YOUR GOAL. Return each line of the records below in which the string "door" turns up.

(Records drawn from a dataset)
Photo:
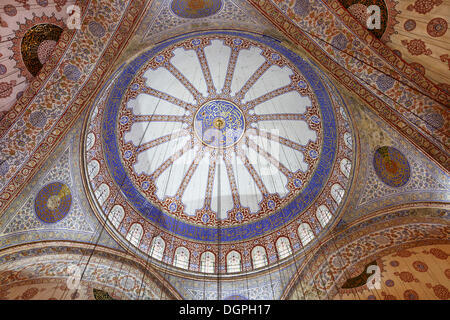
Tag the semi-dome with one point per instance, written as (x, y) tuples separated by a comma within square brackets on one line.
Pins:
[(218, 152)]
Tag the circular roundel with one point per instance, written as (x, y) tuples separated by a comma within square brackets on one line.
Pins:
[(193, 9), (219, 123), (53, 202), (391, 166), (216, 129), (38, 44)]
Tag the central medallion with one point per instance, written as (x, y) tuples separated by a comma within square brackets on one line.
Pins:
[(219, 123)]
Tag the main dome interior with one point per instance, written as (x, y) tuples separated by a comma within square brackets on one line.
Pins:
[(227, 142)]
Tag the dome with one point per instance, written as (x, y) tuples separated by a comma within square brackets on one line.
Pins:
[(218, 152)]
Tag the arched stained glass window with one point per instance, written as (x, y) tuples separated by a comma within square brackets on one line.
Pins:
[(348, 140), (157, 248), (181, 258), (337, 192), (346, 167), (233, 262), (259, 257), (207, 262), (116, 215), (305, 233), (102, 193), (323, 215)]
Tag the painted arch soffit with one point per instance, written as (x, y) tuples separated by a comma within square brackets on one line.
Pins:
[(390, 102)]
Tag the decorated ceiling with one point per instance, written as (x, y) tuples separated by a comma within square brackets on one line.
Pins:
[(416, 31), (29, 32), (280, 146)]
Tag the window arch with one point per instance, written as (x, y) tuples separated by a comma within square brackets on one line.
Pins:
[(305, 233), (348, 140), (157, 248), (181, 258), (233, 262), (259, 257), (116, 215), (93, 169), (90, 140), (346, 167), (337, 192), (323, 215), (102, 193), (207, 262), (283, 247), (135, 234)]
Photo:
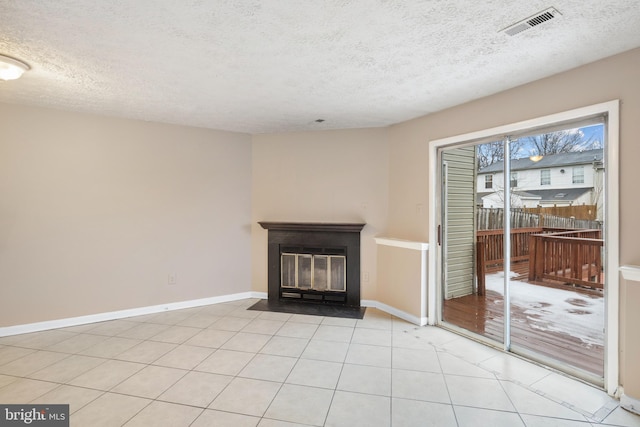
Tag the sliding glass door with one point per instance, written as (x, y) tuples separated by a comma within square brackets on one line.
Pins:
[(522, 244)]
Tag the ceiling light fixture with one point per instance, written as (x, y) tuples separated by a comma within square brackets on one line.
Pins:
[(11, 68)]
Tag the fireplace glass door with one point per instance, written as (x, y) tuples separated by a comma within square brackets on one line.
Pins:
[(315, 272)]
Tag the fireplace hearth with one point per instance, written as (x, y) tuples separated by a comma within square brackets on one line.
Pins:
[(314, 262)]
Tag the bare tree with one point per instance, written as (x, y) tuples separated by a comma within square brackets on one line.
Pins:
[(493, 152), (563, 141)]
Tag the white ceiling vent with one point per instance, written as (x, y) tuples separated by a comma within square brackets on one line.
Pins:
[(532, 21)]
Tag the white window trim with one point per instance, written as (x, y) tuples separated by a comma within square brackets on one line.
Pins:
[(574, 175), (548, 177), (612, 160)]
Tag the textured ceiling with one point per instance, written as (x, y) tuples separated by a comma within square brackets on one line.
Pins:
[(278, 65)]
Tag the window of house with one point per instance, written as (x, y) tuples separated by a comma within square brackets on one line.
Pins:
[(545, 177)]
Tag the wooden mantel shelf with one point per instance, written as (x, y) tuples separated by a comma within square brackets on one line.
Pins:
[(346, 227)]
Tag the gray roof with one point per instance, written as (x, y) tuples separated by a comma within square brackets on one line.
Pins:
[(550, 161)]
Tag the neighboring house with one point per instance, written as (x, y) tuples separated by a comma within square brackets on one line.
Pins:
[(564, 179)]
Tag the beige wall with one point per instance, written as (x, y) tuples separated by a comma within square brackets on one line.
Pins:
[(609, 79), (95, 213), (331, 176)]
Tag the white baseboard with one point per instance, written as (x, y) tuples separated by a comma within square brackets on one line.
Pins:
[(629, 403), (139, 311), (420, 321), (120, 314)]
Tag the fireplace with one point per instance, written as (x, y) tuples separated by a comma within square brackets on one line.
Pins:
[(314, 262)]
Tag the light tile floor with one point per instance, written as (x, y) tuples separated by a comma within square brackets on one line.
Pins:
[(223, 365)]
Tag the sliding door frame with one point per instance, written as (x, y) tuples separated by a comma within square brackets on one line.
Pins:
[(611, 215)]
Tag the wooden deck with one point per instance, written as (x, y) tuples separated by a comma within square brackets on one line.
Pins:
[(484, 315)]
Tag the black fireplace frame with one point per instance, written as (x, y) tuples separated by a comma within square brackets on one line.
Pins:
[(314, 237)]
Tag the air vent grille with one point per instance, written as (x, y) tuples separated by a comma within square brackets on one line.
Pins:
[(532, 21)]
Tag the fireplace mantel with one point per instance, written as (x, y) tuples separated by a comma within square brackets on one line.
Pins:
[(346, 227), (320, 238)]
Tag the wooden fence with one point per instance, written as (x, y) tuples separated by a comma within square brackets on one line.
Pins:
[(571, 257), (492, 219), (490, 250)]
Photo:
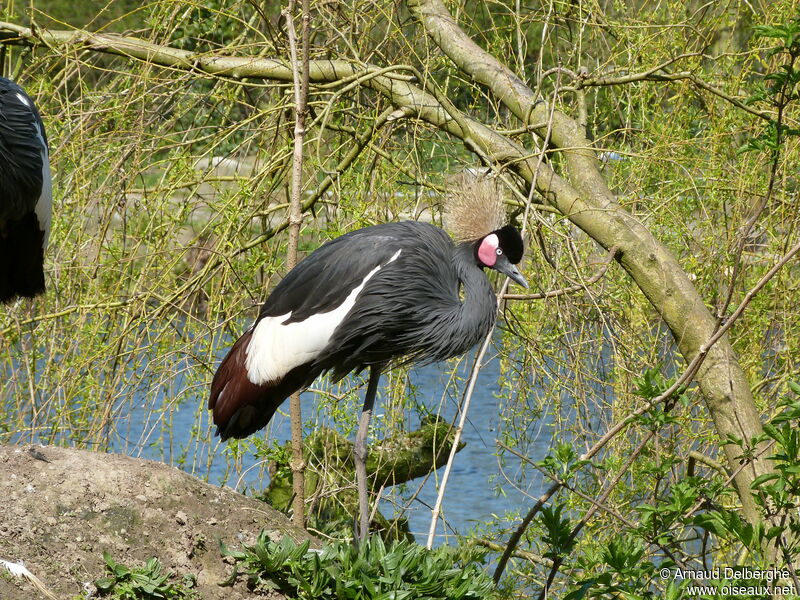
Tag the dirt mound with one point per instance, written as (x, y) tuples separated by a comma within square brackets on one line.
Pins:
[(62, 507)]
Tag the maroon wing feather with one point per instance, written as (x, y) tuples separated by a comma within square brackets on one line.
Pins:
[(241, 407)]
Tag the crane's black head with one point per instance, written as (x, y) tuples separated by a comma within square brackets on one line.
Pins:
[(501, 250)]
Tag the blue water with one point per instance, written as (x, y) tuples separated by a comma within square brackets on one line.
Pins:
[(471, 494)]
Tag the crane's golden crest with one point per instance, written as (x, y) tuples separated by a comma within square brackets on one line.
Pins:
[(473, 207)]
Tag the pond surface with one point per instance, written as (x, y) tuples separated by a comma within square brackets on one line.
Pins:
[(471, 489)]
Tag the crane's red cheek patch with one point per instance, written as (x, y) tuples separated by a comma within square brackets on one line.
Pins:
[(487, 251)]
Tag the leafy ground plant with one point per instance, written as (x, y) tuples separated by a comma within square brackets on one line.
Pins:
[(374, 570), (148, 582)]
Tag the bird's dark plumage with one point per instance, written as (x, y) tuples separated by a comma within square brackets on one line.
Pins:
[(372, 297), (25, 194)]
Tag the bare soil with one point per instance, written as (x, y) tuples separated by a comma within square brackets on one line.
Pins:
[(61, 508)]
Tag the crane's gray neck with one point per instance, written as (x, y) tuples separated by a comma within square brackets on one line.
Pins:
[(479, 307)]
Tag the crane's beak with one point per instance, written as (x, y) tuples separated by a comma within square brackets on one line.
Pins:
[(504, 266)]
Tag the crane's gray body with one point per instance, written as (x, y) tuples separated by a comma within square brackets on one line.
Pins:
[(375, 296), (25, 194)]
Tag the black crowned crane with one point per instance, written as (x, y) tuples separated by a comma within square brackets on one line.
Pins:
[(397, 292), (25, 194)]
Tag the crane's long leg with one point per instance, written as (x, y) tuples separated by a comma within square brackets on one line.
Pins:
[(360, 451)]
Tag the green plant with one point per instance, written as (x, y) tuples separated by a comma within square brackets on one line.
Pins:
[(402, 570), (143, 583)]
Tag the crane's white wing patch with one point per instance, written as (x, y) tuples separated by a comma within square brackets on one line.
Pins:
[(277, 347)]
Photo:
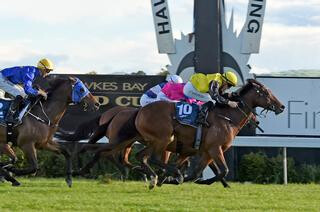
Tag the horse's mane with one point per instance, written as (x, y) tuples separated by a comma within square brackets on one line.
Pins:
[(56, 83), (245, 88)]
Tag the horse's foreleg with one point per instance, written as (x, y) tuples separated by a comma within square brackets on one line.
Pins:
[(8, 177), (6, 149), (196, 174), (97, 135), (143, 156), (67, 155), (213, 166), (30, 153)]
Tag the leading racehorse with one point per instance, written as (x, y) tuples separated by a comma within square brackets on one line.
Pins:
[(41, 122), (156, 125)]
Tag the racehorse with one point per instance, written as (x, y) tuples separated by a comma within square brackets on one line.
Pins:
[(41, 122), (6, 149), (106, 125), (96, 129), (155, 123)]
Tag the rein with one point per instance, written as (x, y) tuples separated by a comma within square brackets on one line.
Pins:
[(47, 122), (247, 116)]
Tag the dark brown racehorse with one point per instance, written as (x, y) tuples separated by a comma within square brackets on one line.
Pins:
[(40, 124), (106, 125), (157, 127), (96, 129)]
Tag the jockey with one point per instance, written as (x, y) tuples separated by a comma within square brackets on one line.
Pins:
[(151, 95), (173, 92), (18, 81), (209, 88)]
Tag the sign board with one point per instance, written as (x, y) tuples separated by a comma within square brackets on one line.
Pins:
[(162, 23), (302, 113), (253, 27)]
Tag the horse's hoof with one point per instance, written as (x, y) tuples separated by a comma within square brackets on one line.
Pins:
[(15, 183), (161, 181), (180, 179), (153, 182), (69, 182)]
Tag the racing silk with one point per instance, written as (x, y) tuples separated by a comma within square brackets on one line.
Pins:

RESULT.
Tag the sliding glass door with one point per instance, written as (x, y) tuples separated by a comma within square brackets on one line.
Tag the fireplace glass door with one point per instance, written as (x, y) tuples separated by a comma within square brackets on one line.
Tag the sliding door frame with one point per instance, written as (x, y) tuples separated by a comma within square brackets on one line.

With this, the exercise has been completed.